-- START Article --

MOST DISCUSSIONS of the revolving door foscus on federal employes leaving government service for private practice. But it can heppen in city government, too. And the revolving door can be more visible in a local setting.
For the past five years, Kirk White was the well-respected and hard-working mainstay of the District of Columbia's Municipal Planning Office, responsible for making the major zoning and planning recommendations of the city government.
Now he has become a partner in the Washington office of Linowes and Blocher, a law firm best known for representing developers in Montgomery County and now in the District of Columbia. The firm's senior partner, R. Robert Linowes, is president of the Metropolitan Washington Board of Trade.
Whit's shift plainly worries a number of leaders of community groups trying to limit commercial development of such areas as Dupont Circle and Capitol Hill.
In the Dupont Circle area, for instance, Linowes and Blocher represents the zoning committee of the Washington Board of Realtors who oppose a community proposal to downgrade commercial zoning around the circle' - a proposal that was brought before the firm's newest partner, Kirk White, while he worked for the city government.

-- END Article --
-- START Data supplied --

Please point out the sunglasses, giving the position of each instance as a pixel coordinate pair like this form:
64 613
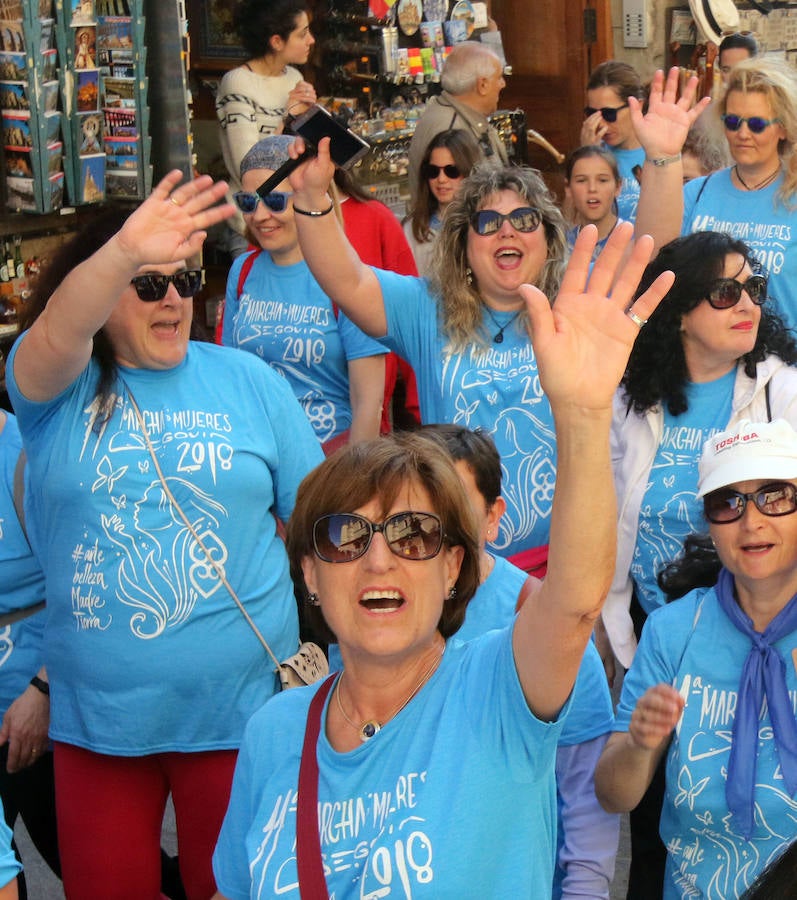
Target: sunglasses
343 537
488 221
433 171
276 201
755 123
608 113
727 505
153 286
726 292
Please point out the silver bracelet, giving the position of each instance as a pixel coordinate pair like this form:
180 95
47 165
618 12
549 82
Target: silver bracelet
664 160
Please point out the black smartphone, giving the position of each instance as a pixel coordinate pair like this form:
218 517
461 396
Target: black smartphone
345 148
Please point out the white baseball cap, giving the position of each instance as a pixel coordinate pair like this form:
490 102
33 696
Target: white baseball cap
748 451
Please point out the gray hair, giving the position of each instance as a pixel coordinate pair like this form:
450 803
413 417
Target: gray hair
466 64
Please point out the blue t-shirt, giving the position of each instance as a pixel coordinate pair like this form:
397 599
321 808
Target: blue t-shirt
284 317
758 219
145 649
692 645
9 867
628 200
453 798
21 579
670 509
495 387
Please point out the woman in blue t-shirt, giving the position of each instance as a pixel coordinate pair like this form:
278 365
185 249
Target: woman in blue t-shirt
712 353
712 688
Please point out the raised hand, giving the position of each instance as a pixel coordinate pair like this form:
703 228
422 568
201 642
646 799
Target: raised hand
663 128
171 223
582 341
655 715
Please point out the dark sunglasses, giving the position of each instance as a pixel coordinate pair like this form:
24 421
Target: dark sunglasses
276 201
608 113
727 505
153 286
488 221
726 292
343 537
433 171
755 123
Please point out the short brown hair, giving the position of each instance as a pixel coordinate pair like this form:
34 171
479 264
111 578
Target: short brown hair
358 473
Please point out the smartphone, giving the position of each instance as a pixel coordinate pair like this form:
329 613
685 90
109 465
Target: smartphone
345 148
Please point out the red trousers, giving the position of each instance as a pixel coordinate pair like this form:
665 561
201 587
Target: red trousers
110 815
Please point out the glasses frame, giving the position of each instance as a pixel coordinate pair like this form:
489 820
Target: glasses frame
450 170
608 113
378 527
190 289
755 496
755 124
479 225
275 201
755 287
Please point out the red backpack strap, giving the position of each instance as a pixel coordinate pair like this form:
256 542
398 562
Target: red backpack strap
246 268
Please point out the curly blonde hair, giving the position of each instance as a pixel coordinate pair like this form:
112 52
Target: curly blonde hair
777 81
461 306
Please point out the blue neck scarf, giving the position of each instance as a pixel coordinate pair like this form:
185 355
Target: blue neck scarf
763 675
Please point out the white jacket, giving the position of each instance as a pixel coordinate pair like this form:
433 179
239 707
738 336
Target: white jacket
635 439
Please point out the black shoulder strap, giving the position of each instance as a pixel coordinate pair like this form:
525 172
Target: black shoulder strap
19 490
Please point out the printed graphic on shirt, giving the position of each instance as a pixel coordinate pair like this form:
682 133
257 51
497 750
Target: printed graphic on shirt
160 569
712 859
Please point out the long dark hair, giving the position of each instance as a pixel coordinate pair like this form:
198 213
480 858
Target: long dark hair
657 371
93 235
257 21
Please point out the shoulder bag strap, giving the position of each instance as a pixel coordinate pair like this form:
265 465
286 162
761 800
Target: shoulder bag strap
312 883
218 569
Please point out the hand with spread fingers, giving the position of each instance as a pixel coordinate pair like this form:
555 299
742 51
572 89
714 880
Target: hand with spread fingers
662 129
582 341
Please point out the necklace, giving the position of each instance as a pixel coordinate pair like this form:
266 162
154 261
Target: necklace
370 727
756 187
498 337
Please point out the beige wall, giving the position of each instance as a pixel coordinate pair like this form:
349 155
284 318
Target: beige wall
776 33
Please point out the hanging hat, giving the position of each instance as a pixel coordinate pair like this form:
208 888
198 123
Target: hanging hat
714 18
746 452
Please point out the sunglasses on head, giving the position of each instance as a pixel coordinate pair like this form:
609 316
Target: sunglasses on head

-- END Data supplied --

◆ Aim of the task ◆
Copy word for word the part of the article on the city government's revolving door that begins at the words "MOST DISCUSSIONS of" and stops after "of the city government.".

◆ Result of the exercise ◆
MOST DISCUSSIONS of the revolving door foscus on federal employes leaving government service for private practice. But it can heppen in city government, too. And the revolving door can be more visible in a local setting.
For the past five years, Kirk White was the well-respected and hard-working mainstay of the District of Columbia's Municipal Planning Office, responsible for making the major zoning and planning recommendations of the city government.